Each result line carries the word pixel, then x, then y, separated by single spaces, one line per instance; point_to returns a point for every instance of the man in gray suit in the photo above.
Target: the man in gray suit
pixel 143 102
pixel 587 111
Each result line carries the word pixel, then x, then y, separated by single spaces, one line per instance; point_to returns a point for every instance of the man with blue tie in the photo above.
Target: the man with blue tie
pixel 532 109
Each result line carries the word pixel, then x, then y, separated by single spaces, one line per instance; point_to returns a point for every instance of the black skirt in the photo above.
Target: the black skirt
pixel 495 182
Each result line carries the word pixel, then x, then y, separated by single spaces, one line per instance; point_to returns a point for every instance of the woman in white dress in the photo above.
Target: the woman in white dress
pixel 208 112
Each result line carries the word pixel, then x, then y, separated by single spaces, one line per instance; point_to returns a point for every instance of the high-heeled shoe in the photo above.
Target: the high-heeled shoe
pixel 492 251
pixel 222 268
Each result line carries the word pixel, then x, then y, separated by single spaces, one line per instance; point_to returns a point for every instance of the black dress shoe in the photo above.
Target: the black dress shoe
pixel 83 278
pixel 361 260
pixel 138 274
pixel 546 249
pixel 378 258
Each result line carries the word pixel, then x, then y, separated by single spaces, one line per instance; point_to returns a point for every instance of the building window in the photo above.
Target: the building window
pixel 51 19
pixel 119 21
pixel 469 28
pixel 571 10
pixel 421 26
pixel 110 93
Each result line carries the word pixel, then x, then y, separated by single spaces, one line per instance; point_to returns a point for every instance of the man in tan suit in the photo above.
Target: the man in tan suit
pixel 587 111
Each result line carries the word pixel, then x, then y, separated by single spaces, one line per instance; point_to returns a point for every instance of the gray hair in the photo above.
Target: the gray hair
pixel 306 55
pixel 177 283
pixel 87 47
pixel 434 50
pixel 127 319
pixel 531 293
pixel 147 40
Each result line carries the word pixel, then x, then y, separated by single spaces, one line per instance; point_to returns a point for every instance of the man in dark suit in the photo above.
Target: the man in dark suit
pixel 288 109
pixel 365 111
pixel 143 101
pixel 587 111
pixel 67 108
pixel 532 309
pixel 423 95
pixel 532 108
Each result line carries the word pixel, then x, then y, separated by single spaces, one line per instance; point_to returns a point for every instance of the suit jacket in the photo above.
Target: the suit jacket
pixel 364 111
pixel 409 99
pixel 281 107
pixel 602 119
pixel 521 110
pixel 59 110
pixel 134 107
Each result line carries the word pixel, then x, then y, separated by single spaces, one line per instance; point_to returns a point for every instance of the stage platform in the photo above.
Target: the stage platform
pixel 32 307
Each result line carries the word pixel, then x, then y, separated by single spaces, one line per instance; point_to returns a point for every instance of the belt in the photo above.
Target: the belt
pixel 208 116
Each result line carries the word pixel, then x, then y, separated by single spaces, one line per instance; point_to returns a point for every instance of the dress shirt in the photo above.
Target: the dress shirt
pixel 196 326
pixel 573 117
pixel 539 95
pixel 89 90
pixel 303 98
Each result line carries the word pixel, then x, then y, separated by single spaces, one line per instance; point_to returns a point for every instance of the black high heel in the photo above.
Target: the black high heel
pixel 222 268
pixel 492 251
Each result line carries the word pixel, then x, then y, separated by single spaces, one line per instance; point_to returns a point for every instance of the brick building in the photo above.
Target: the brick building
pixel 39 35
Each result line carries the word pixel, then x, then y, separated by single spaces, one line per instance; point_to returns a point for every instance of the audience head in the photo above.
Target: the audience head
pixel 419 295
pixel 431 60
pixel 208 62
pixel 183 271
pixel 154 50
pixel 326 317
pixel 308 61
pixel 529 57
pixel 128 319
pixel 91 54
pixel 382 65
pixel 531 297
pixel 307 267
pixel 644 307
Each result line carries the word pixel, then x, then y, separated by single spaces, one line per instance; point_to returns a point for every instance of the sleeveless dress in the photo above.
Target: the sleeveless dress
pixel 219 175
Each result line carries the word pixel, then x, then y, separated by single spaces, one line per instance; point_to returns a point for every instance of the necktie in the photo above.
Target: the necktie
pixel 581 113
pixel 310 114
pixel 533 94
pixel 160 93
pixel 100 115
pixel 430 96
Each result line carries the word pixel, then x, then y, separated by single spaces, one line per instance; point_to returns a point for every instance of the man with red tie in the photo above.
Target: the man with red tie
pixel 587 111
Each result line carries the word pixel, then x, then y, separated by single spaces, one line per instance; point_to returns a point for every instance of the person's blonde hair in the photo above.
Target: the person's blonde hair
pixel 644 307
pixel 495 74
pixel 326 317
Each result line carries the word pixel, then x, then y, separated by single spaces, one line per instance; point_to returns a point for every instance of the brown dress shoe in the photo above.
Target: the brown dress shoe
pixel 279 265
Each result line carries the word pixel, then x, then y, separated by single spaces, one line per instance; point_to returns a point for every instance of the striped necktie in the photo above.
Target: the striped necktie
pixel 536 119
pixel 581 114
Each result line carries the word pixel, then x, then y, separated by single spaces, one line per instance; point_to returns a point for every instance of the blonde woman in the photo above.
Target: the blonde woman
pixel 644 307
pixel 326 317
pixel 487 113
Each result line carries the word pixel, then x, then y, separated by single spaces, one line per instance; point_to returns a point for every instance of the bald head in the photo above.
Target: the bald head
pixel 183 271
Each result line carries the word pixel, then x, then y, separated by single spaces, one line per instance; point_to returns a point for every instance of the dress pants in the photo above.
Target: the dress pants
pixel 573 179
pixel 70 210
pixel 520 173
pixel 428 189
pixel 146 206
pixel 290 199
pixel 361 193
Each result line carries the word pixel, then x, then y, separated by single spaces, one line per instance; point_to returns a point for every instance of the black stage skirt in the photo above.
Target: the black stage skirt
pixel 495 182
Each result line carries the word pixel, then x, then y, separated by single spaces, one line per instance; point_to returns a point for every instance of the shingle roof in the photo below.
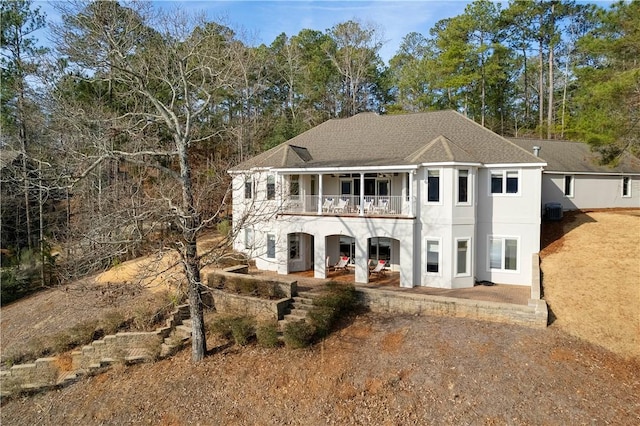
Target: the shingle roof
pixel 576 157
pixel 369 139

::::::::

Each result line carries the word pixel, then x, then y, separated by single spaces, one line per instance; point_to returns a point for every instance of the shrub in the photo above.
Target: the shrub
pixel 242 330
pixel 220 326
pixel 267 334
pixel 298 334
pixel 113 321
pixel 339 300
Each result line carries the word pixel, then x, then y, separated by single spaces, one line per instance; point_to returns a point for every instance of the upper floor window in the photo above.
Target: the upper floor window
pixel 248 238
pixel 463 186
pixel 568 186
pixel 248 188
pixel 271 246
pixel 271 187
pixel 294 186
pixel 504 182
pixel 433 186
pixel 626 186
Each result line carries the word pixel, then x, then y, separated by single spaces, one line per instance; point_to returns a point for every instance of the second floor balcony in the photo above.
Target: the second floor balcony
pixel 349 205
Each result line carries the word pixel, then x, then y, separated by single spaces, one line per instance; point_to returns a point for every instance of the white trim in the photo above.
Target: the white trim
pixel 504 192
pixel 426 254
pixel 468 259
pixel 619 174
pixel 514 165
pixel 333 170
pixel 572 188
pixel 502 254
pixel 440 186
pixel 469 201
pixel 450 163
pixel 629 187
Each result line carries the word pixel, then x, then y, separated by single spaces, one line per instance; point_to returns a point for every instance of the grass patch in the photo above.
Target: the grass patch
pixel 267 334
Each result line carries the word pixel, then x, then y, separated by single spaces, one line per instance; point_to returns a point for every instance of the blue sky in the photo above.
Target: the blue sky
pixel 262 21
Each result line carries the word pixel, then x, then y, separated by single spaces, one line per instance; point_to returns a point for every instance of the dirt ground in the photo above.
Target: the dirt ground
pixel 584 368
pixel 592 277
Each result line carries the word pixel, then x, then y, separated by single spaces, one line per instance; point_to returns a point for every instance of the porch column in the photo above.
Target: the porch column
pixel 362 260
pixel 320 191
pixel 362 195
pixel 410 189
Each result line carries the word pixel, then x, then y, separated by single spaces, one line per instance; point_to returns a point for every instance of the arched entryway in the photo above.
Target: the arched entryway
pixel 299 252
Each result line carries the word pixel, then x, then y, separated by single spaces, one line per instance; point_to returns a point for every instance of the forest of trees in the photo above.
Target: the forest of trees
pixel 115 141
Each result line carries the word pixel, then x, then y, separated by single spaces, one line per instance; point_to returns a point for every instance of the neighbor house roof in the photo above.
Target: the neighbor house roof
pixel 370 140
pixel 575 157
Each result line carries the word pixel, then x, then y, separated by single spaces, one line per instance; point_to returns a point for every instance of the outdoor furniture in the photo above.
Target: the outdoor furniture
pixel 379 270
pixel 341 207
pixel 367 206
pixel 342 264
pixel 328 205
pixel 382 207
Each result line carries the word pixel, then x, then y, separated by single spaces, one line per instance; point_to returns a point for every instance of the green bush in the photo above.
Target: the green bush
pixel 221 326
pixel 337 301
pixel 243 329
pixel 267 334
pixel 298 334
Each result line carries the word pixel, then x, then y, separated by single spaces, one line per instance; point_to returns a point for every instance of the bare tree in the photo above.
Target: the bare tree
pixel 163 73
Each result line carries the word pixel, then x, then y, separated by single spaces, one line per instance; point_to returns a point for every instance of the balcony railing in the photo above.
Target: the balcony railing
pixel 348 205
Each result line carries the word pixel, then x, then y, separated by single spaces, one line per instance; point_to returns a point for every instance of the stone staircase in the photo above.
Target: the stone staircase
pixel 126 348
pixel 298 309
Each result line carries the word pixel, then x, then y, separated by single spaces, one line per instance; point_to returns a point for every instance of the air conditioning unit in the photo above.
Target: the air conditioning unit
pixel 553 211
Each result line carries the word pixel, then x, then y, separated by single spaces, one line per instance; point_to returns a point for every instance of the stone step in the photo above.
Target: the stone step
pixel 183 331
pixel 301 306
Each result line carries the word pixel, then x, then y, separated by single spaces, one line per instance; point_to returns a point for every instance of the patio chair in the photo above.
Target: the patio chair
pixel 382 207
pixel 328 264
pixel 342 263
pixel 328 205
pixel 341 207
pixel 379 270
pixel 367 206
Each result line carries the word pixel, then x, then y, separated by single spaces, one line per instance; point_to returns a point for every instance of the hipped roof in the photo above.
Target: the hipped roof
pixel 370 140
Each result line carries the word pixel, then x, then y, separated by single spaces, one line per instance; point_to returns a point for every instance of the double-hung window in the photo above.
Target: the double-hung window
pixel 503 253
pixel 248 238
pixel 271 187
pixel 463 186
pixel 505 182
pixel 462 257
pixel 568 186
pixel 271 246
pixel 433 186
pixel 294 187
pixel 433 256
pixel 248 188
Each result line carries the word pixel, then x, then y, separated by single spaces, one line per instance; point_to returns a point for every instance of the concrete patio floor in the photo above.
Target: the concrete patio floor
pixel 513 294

::::::::

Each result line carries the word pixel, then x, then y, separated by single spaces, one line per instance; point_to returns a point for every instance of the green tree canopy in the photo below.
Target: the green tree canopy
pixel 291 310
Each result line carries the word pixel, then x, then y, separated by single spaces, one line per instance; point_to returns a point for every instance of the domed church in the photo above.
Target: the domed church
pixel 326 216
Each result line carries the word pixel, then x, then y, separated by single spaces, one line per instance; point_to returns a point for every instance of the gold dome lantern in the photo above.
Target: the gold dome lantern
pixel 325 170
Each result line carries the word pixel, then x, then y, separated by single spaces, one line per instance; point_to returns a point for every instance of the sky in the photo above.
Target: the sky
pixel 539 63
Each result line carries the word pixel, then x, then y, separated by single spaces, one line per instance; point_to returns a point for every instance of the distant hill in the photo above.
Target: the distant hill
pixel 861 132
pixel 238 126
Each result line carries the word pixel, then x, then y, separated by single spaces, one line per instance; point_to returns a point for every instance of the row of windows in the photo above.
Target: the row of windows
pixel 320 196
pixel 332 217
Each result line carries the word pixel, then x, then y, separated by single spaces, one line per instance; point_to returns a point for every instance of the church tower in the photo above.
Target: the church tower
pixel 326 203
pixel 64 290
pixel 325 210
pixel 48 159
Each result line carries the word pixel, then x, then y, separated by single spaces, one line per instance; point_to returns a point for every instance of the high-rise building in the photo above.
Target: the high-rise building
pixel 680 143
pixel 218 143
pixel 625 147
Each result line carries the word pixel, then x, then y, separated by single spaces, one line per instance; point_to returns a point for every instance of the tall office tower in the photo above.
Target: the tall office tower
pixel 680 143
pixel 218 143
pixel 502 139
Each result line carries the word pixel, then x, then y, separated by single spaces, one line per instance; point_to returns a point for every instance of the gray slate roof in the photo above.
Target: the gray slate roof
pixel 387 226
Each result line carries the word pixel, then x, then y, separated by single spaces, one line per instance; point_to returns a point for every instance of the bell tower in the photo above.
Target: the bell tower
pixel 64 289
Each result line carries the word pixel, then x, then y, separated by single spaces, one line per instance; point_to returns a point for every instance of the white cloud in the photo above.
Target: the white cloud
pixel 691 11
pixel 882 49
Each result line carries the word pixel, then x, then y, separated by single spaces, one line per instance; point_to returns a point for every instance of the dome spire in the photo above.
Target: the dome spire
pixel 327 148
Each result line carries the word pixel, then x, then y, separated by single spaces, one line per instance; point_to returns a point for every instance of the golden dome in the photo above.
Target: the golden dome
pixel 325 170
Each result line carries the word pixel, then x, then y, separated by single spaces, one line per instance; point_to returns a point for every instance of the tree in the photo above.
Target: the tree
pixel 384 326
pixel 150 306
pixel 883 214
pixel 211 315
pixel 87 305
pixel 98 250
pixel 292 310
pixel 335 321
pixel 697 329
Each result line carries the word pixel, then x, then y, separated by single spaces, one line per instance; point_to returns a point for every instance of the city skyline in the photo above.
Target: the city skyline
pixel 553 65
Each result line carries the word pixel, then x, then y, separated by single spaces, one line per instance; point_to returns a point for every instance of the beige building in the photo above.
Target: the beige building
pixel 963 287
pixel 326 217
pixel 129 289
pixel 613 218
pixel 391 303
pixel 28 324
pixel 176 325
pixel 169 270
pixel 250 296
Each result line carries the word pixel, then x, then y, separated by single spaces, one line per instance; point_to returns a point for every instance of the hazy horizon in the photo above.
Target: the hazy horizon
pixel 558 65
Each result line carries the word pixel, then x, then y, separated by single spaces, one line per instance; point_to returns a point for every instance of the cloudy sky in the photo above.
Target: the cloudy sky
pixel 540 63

::::::::

Given problem ▸
Present the lines starting with the one containing "platform in the photo above." and going on through the one containing "pixel 39 35" as a Markdown table. Use the columns Row and Line, and leave out any blank lines.

Correct response ▸
| Row | Line |
|---|---|
| 1 | Each result line carries the word pixel, then x, then y, separated by single spaces, one line per instance; point_to returns a point for every instance of the stage platform in the photo above. |
| 2 | Target: the stage platform |
| 3 | pixel 32 307 |
| 4 | Each result line carries the word pixel, then x, then y, separated by single spaces, one line per instance; point_to returns a point for every instance of the belt in the photo above. |
| 5 | Target: the belt |
| 6 | pixel 208 116 |
| 7 | Each result line carries the word pixel, then x, then y, separated by single spaces, one line per instance; point_to returns a point for every instance of the dress shirt in the photo above. |
| 8 | Target: the dress shirt |
| 9 | pixel 196 326 |
| 10 | pixel 573 117 |
| 11 | pixel 539 95 |
| 12 | pixel 89 90 |
| 13 | pixel 303 98 |
| 14 | Each result line carries the word pixel, then x, then y, separated by single spaces, one line per instance; point_to returns a point for every instance of the black high heel in the photo above. |
| 15 | Target: the black high heel |
| 16 | pixel 222 268 |
| 17 | pixel 492 251 |
| 18 | Each result line carries the word pixel, then x, then y, separated by single spaces, one line per instance; point_to returns a point for every instance of the brick building in the photo above. |
| 19 | Target: the brick building |
| 20 | pixel 39 35 |